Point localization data
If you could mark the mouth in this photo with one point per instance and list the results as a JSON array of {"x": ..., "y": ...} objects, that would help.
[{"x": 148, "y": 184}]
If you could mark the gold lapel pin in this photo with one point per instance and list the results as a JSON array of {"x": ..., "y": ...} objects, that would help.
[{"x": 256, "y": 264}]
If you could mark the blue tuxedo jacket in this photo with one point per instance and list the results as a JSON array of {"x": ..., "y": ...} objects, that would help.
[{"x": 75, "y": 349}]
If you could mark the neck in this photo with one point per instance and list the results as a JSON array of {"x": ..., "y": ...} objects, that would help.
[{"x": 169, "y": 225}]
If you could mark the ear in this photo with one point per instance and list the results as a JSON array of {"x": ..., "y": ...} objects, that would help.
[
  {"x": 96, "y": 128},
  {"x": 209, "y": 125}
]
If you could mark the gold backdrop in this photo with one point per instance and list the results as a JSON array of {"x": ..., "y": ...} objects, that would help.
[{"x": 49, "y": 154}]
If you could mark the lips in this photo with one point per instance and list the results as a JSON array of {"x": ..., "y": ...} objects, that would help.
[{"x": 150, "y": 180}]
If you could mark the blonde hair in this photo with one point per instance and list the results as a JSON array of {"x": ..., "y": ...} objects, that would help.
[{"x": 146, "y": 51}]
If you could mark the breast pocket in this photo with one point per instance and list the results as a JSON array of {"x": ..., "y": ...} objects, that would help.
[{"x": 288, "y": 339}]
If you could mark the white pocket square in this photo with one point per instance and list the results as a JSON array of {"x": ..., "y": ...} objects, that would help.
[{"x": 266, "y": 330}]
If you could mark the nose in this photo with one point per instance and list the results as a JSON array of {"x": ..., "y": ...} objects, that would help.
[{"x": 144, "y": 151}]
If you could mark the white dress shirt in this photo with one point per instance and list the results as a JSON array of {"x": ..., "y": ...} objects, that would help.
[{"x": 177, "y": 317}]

> EXERCISE: Reproduce the data above in full, with no line missing.

> ANSWER BOX:
If you could mark the mouth in this photo with one point per instance and list the results as a JSON array of {"x": ..., "y": ...} objects, that would help.
[{"x": 148, "y": 184}]
If you could mark the gold lapel pin in this photo with one point per instance and list the results as a JSON array of {"x": ..., "y": ...} objects, that would help.
[{"x": 256, "y": 264}]
If you could mark the blue tuxedo jacket in this photo with one point per instance and list the results as a JSON array of {"x": ..., "y": ...} objects, that would help.
[{"x": 75, "y": 349}]
If you could mark the neck in this photo with one point per instance and list the results as a JSON array of {"x": ..., "y": ...} objects, that would help.
[{"x": 169, "y": 225}]
If you could mark the ear in this photo with one point per instance and list the results as a JSON array of {"x": ..., "y": ...} objects, that would help.
[
  {"x": 96, "y": 128},
  {"x": 209, "y": 125}
]
If you could mark the gold backdrop in this photo with one point per instance and list the results as a JSON array of {"x": ..., "y": ...} objects, that would help.
[{"x": 49, "y": 154}]
If you could mark the lips in this photo with one point per instance and list the results as a JSON array of {"x": ..., "y": ...} objects, that would help.
[{"x": 150, "y": 180}]
If you could mark the blonde hair in this photo with one point per instance and list the results as a JSON array of {"x": ..., "y": ...} objects, that would help.
[{"x": 146, "y": 51}]
If you could mark the breast pocket in this photo with one point per instance and list the results as a JSON array of {"x": ..., "y": ...} objects, that would help.
[{"x": 288, "y": 339}]
If you could mark the white pocket square in this photo with one point per instance and list the results as a JSON array of {"x": ..., "y": ...} objects, that would help.
[{"x": 266, "y": 330}]
If you could mark the nose in this photo with one point per instance and list the results as a JSON array of {"x": ..., "y": ...} objects, that would help.
[{"x": 144, "y": 151}]
If you could mark the white dress shirt in this photo with one point per instance and list the results as a JSON array of {"x": ..., "y": ...} objects, that would help.
[{"x": 177, "y": 317}]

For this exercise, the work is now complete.